#### SHORT EXERCISE
Duplicate the stretch of the fasteners text from "Other alternative methods" through "general purpose fasteners.", word for word.

A fastener (US English) or fastening (UK English) is a hardware device that mechanically joins or affixes two or more objects together. In general, fasteners are used to create non-permanent joints; that is, joints that can be removed or dismantled without damaging the joining components. Welding is an example of creating permanent joints. Steel fasteners are usually made of stainless steel, carbon steel, or alloy steel.

Other alternative methods of joining materials include: crimping, welding, soldering, brazing, taping, gluing, cement, or the use of other adhesives. Force may also be used, such as with magnets, vacuum (like suction cups), or even friction (like sticky pads). Some types of woodworking joints make use of separate internal reinforcements, such as dowels or biscuits, which in a sense can be considered fasteners within the scope of the joint system, although on their own they are not general purpose fasteners.

Furniture supplied in flat-pack form often uses cam dowels locked by cam locks, also known as conformat fasteners. Fasteners can also be used to close a container such as a bag, a box, or an envelope; or they may involve keeping together the sides of an opening of flexible material, attaching a lid to a container, etc. There are also special-purpose closing devices, e.g. a bread clip.

[Entries from an annotation dataset]
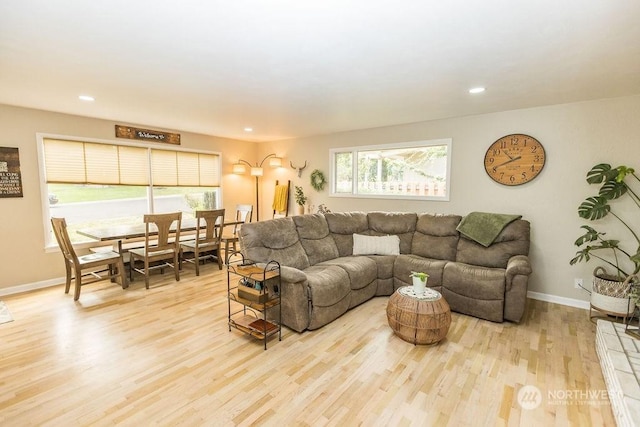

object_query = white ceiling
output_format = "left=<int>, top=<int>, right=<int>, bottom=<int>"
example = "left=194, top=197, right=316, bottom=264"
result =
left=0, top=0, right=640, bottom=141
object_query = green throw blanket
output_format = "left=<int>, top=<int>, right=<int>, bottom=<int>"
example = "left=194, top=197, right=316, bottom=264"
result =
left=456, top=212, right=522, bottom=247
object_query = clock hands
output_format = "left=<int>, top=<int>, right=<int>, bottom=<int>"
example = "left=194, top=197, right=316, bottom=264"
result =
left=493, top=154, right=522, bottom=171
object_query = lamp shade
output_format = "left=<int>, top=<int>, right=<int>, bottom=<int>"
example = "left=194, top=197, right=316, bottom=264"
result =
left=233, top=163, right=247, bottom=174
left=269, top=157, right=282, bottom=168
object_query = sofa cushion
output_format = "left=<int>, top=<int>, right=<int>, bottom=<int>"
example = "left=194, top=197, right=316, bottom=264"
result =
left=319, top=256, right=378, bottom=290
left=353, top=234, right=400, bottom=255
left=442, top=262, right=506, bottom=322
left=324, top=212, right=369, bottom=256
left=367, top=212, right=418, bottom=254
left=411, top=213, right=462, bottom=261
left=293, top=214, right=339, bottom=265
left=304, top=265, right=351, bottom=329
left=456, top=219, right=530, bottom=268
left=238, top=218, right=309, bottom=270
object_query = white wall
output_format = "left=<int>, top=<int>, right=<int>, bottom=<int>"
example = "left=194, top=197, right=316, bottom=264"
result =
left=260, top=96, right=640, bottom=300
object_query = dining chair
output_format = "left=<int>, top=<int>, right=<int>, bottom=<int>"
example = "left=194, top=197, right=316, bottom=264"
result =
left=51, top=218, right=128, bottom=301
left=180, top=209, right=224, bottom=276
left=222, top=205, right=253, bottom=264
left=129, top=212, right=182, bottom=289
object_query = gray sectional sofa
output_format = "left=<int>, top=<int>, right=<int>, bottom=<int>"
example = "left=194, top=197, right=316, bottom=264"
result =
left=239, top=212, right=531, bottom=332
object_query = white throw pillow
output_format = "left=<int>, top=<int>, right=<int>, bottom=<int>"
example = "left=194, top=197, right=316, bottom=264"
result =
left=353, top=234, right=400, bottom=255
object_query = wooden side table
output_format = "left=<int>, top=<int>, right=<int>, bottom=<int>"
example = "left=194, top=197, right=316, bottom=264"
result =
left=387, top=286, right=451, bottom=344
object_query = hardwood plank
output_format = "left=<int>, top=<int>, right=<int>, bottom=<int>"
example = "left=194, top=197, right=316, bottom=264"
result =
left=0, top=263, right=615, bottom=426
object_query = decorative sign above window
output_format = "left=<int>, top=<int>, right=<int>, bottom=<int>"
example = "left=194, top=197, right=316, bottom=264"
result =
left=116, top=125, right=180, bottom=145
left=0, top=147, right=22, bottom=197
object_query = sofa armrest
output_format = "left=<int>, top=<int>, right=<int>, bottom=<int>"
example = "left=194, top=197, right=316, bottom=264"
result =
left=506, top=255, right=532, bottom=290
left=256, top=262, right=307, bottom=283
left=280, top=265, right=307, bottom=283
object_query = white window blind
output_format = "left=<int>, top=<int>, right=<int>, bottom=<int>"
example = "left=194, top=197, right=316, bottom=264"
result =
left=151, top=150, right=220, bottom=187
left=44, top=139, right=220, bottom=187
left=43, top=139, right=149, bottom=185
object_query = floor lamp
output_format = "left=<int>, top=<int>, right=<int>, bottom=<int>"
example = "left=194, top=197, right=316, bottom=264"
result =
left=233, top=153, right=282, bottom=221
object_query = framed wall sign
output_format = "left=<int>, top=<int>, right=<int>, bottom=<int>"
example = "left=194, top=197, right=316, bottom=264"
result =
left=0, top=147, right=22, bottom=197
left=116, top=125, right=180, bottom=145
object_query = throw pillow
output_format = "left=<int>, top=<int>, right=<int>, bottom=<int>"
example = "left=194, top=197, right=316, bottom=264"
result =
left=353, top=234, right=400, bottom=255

#### REPLY TO THE TASK
Other alternative methods of joining materials include: crimping, welding, soldering, brazing, taping, gluing, cement, or the use of other adhesives. Force may also be used, such as with magnets, vacuum (like suction cups), or even friction (like sticky pads). Some types of woodworking joints make use of separate internal reinforcements, such as dowels or biscuits, which in a sense can be considered fasteners within the scope of the joint system, although on their own they are not general purpose fasteners.